■ **WHAT TO WORK ON**
Everything from the line containing "Every instance of the grass" to the last line of the records must be returned verbatim; nothing else belongs in the output.

■ **PROVIDED DATA**
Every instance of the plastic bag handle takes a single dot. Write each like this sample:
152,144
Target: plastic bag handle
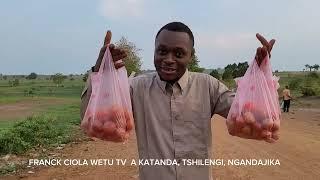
107,54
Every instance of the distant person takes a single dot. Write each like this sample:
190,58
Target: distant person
173,107
286,99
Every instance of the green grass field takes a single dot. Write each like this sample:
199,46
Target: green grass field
53,119
56,108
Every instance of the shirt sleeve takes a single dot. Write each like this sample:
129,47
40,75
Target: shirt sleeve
221,98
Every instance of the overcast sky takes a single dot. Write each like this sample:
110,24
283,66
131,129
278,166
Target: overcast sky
65,36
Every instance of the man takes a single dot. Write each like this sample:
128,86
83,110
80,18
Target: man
173,107
286,99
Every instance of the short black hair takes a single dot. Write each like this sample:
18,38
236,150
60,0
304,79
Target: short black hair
178,27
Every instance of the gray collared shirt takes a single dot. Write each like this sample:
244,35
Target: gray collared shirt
174,122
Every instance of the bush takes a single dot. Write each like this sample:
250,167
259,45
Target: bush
35,130
313,75
32,76
308,91
294,84
215,74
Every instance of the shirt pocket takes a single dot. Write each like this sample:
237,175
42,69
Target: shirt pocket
195,135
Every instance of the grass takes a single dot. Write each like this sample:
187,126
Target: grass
55,126
52,124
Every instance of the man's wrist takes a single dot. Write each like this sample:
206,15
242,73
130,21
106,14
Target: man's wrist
93,69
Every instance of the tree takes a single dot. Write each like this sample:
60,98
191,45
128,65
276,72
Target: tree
234,70
215,74
308,66
58,78
85,76
227,74
132,61
193,65
16,82
32,76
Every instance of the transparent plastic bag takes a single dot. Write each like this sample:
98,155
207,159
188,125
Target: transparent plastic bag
256,94
109,113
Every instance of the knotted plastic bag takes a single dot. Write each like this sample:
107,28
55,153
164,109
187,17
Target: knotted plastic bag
256,101
109,113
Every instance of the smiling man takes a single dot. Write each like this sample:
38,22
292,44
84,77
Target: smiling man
173,107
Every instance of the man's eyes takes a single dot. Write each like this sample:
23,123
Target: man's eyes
162,51
177,53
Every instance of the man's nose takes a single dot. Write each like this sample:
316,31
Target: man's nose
169,59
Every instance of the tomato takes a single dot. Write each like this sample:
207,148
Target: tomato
249,118
267,124
246,130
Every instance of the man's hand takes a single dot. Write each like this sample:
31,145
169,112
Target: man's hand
117,53
264,50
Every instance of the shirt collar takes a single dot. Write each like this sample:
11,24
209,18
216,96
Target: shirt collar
182,82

■ **EXPECTED ANSWER**
Every instance of the grass takes a single dot. Write each like this sample:
187,126
Target: grass
55,126
52,124
Every instance of the man's wrist takes a single dot. Write each like this sample:
206,15
242,73
130,21
106,14
Target: man's wrist
93,69
Every instance of the tree takes a single dot. Write each like this sample:
60,98
191,45
128,65
276,72
Target: tree
234,70
215,74
308,66
58,78
85,76
227,74
132,61
193,65
16,82
32,76
Every instance of the transparent plastic bag takes a single dot. Write each like this sample:
98,155
207,159
188,125
Target: transparent plastic bag
256,94
109,113
Every instance of the knotted plastic bag takes a single dot. Write each like this sample:
107,28
55,153
164,109
187,17
Target: knotted plastic bag
256,101
109,113
Every instance of the smiling man takes a single dot. Write each like this sample:
38,22
292,44
84,77
Target: smiling man
173,107
Every instance of the man's eyes takes a single dot. Write each like this sample:
23,123
Target: man's eyes
162,51
177,53
Every instance of the man's nose takes a single dot. Write each like this sample:
316,31
Target: man's nose
169,59
Every instance of the tomato takes a single dot. Write each like this sample:
207,148
Target: tomato
249,118
267,124
246,130
Every instance of the man's hand takes a single dot. Write each like this sample:
31,145
169,112
Target: man's hand
117,53
264,50
Every instance of the shirt collar takes a single dot. Write each like this sample:
11,24
209,18
216,96
Target: shirt collar
182,82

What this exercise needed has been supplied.